- _DATA TO USE_

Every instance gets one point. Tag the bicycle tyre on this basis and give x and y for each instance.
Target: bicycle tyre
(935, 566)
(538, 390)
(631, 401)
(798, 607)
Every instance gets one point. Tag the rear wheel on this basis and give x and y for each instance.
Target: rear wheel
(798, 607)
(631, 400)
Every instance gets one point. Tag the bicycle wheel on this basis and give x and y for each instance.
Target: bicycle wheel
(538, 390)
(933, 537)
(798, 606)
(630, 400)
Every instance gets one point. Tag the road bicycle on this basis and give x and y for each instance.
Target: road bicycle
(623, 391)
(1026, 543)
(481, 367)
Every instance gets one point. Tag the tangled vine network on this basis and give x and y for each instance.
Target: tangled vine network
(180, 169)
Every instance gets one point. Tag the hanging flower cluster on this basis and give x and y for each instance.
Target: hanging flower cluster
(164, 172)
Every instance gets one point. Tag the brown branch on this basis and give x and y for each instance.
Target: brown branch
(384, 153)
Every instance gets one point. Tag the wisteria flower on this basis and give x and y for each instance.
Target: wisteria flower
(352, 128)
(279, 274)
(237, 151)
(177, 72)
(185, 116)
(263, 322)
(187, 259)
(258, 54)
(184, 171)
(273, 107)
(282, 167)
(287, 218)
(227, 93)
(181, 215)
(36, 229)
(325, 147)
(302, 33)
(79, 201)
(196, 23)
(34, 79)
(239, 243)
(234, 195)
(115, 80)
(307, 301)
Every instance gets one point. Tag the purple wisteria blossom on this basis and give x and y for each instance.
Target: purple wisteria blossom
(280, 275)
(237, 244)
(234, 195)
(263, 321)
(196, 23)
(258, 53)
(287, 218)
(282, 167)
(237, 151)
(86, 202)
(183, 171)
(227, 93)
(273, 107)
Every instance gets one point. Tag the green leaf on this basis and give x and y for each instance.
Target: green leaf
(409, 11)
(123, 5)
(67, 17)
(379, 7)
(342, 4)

- _WHAT YOU ARE ASKED TO DO_
Only the lines from the first one of the listing up to and including the line where "Every instance gets one point. Tag the wisteria" appears are wanted, reproduced exactly.

- _ANSWER BELOW_
Every instance gets one point. Tag the bicycle tyre on this basis and give x and y for each instance.
Target: bicycle tyre
(935, 566)
(538, 390)
(631, 401)
(798, 607)
Every instance gets one point. Tag the rear wheel on this basis and give x and y for each instance.
Target: rear wheel
(798, 607)
(631, 400)
Every instance gets one point. Tag the bicycle wheel on this basis and give x and y for each instance.
Target: bicycle wheel
(538, 390)
(933, 537)
(798, 606)
(630, 400)
Every instance gets one point. Tag the road bicycle on this basis and give x and y for each instance.
Target: road bicycle
(623, 391)
(1026, 543)
(481, 367)
Every instance gets one point. Tag the tangled vine network on this basis and give x and y for each instance.
Target: tangled vine network
(180, 169)
Every instance gets one point. Tag the hanging flower cluster on this basis and give x and y for each instance.
Target: hanging flower cluster
(164, 172)
Every instance gets one point. Tag the brown branch on this basis and give x and y for each instance.
Target: brown branch
(384, 153)
Every instance gets one point. Tag the wisteria flower on this basis and give x and y for each instance.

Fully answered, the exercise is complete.